* **TEKS PILIHAN**
----------------

Yang Menjaga dan Yang Terjaga

Bismillahirrahmanirrahim

Setelah 15 hari vakum dari menulis di blog, rasanya ada banyak ide di ubun-ubun kepalaku yang ingin dituang di sini agar tidak mengendap dan hilang. Pun juga rasanya ada banyak hal yang ingin aku ceritakan dalam 15 hari kebelakang ini,

ah tetapi tidak.

Tidak semua hal harus diceritakan. Tidak semua ide dan pendapat harus dibaca orang lain.

Ada hal yang cukup menjadi milikku saja dan biar mengendap di lubuk dasar ingatanku.



---

Postingan ini aku tulis di Jakarta Selatan, hampir jam 5 sore, setelah Pelatihan.

Aku harap tidak ada yang akan berkata, "Yaampun Rahma diklat lagi!"

karena memang jatah tiap pegawai BDK DPS untuk diklat tiap tahun adalah tiga kali (walau tahun ini aku mendapat jatah empat kali).

Postingan ini terinspirasi dari sesuatu yang aku baca di laman facebook.

Coba baca ini


Ekstrim?

Tidak menurutku. Itu adalah hal yang wajar.

Definisi yang menjaga hanya mau dengan yang terjaga.


Baiklah sejujurnya sebagai orang yang kuliah di tempat umum dan bukan pondok yang mana punya teman campur baur laki-laki perempuan, menarik diri dari hal yang seperti itu memang tidak mudah.

----------------

* **DATA TEREKAM**
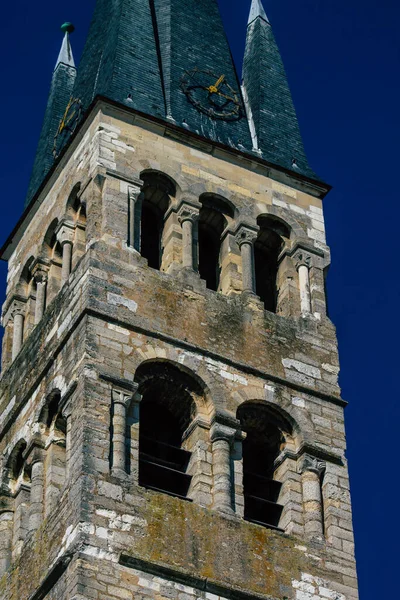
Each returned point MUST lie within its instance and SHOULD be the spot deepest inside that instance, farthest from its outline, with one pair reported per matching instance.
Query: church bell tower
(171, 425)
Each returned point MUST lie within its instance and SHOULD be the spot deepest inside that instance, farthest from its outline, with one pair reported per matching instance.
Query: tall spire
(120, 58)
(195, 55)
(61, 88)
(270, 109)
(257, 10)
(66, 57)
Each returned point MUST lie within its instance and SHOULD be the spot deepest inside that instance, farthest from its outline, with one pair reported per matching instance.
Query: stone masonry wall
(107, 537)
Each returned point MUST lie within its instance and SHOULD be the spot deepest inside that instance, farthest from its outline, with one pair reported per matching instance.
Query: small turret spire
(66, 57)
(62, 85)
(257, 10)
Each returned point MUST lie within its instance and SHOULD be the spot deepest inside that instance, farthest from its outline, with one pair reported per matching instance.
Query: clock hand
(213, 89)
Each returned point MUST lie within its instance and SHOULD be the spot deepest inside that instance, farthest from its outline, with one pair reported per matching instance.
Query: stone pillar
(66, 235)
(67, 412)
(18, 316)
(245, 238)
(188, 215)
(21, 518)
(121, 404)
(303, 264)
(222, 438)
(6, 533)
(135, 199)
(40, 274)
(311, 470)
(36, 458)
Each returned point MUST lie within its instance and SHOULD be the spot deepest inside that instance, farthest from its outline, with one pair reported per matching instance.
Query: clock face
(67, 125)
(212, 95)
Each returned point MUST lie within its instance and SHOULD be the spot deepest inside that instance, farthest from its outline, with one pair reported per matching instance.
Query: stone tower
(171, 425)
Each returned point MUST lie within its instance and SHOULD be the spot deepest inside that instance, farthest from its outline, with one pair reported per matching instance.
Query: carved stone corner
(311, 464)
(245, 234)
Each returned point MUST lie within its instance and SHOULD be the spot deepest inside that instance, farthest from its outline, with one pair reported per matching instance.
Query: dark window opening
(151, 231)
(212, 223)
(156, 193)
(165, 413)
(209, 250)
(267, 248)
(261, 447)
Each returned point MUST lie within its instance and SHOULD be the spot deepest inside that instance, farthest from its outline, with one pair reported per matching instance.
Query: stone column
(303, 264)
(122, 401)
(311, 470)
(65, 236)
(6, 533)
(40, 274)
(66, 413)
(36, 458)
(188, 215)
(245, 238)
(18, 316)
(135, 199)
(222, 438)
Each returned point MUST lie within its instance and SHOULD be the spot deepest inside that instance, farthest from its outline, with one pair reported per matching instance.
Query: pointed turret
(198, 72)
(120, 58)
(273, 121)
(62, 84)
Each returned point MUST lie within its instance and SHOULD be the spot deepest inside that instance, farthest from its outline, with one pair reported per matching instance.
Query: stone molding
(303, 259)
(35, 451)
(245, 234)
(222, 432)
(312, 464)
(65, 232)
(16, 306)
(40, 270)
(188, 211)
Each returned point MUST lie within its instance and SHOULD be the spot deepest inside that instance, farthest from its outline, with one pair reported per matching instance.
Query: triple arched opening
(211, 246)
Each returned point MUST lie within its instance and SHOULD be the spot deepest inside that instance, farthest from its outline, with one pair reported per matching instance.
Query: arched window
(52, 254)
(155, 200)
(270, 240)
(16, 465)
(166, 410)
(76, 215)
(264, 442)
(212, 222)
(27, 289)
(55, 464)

----------------

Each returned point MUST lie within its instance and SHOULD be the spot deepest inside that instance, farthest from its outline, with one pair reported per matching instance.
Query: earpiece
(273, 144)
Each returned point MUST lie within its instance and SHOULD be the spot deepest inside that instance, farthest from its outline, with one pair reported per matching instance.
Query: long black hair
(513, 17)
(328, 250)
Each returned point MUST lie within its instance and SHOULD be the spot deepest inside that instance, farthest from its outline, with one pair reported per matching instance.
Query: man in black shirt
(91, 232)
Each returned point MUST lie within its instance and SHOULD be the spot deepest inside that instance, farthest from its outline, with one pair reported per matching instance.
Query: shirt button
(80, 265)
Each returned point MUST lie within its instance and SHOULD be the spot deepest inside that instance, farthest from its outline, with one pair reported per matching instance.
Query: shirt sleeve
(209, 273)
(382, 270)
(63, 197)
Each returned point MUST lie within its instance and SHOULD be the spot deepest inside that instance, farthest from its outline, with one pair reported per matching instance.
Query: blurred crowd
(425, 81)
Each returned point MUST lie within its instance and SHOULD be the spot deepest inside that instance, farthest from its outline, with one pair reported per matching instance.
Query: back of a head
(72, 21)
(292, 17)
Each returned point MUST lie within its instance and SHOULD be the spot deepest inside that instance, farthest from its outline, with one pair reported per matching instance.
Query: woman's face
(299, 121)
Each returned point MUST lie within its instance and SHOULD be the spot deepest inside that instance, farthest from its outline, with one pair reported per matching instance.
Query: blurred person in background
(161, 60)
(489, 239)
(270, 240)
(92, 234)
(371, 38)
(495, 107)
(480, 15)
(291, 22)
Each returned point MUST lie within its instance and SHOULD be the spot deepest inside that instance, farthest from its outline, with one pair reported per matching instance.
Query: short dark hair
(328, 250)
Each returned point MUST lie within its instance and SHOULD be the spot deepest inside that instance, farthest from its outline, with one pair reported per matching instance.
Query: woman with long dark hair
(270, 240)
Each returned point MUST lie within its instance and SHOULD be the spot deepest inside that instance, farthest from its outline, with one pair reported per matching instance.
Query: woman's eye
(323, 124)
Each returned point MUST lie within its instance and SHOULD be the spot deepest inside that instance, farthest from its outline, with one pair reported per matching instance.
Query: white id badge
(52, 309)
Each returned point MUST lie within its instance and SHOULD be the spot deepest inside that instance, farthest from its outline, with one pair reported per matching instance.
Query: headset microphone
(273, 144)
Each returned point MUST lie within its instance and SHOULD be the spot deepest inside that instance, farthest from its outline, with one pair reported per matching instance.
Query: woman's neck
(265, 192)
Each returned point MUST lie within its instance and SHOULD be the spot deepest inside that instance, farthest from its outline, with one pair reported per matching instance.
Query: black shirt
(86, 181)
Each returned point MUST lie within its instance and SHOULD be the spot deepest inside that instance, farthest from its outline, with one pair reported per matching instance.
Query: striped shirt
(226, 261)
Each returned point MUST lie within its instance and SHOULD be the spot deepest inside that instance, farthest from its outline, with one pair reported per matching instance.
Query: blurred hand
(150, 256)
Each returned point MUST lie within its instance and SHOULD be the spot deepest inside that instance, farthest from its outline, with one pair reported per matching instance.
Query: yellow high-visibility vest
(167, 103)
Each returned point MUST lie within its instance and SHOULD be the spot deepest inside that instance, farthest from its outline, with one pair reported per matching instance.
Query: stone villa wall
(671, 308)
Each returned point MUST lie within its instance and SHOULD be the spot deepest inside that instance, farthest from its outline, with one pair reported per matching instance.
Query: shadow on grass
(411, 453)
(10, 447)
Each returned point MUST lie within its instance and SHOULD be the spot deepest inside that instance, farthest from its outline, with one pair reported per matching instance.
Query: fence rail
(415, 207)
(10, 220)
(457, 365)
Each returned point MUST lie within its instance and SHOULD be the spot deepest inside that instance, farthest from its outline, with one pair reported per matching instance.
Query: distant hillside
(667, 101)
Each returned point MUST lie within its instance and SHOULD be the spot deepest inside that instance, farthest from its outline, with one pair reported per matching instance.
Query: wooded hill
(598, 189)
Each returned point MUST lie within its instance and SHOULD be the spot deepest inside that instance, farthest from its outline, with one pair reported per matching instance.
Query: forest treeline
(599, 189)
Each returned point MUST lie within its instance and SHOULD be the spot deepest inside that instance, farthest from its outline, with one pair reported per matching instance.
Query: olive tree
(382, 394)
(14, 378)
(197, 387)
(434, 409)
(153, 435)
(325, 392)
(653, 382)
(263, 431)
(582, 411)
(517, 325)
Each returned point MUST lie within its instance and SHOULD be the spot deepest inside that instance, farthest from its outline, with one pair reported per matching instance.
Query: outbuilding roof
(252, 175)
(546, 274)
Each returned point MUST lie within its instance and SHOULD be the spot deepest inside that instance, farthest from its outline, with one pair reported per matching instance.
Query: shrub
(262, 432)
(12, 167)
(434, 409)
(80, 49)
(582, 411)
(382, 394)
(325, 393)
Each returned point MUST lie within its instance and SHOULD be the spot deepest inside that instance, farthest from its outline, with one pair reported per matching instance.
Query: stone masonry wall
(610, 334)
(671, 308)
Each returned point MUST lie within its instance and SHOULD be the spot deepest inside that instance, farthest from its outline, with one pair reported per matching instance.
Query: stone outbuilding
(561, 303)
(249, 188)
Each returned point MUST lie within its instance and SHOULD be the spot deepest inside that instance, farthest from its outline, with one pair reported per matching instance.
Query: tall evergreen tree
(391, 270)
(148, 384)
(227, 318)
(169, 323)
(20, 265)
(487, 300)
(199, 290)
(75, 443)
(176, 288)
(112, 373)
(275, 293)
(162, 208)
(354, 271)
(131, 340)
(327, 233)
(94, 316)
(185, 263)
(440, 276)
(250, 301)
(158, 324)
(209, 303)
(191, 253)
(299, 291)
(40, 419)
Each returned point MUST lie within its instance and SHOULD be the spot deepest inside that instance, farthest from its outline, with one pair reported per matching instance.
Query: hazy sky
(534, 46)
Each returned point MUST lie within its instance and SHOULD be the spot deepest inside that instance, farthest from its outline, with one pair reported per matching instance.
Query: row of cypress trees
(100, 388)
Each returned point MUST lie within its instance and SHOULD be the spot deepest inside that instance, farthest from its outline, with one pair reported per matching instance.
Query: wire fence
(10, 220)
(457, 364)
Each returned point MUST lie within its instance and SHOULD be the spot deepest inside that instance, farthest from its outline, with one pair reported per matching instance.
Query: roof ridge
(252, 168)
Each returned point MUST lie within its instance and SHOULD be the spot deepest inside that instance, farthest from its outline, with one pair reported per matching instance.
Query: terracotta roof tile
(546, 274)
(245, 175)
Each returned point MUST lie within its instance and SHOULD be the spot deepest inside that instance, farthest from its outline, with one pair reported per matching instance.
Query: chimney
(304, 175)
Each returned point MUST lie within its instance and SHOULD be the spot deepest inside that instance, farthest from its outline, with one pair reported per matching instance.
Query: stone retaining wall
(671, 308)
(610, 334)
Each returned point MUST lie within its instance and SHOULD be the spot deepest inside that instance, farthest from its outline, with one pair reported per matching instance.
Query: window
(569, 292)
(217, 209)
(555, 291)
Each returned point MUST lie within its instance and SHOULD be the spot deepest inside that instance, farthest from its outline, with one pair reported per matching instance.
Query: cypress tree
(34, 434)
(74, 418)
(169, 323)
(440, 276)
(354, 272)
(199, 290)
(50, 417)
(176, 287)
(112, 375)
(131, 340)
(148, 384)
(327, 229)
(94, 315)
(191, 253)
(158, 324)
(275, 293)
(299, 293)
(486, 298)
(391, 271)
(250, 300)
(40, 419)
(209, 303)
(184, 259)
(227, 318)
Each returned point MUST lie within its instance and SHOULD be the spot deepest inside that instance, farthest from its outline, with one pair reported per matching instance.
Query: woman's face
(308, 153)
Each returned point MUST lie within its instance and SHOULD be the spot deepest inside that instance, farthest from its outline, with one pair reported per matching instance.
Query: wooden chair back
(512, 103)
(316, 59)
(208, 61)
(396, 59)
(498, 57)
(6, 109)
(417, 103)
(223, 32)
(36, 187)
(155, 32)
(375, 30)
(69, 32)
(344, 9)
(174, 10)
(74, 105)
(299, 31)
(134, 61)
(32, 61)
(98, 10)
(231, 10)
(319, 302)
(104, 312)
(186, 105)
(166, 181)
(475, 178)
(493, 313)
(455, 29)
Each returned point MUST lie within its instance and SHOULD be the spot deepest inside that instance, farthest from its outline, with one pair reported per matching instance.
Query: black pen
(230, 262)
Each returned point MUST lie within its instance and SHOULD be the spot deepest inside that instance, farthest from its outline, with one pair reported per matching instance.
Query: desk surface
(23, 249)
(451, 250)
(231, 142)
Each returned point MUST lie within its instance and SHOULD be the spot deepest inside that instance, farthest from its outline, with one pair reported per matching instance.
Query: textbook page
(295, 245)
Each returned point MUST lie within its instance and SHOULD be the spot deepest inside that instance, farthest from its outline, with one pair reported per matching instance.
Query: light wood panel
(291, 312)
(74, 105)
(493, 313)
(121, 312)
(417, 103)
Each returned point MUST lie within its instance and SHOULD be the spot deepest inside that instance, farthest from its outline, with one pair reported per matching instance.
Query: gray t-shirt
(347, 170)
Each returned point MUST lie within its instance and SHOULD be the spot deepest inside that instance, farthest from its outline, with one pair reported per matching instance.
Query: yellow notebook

----------------

* **TUGAS YANG DIKERJAKAN**
1. Ambil dari teks pilihan semuanya, mulai "Aku harap tidak" terus ke bawah hingga "dengan yang terjaga.", dan salin tanpa perubahan sedikit pun.
2. Tarik keluar setiap baris catatan yang memuat kata "stone", lalu tuliskan baris-baris itu persis seperti aslinya.

* **JAWABAN TUGAS**
1.
Aku harap tidak ada yang akan berkata, "Yaampun Rahma diklat lagi!"

karena memang jatah tiap pegawai BDK DPS untuk diklat tiap tahun adalah tiga kali (walau tahun ini aku mendapat jatah empat kali).

Postingan ini terinspirasi dari sesuatu yang aku baca di laman facebook.

Coba baca ini


Ekstrim?

Tidak menurutku. Itu adalah hal yang wajar.

Definisi yang menjaga hanya mau dengan yang terjaga.

2.
Query: stone masonry wall
Query: stone pillar
Query: stone tower
Query: carved stone corner
Query: stone column
Query: stone molding
Query: stone villa wall
Query: stone masonry wall
Query: stone outbuilding
Query: stone retaining wall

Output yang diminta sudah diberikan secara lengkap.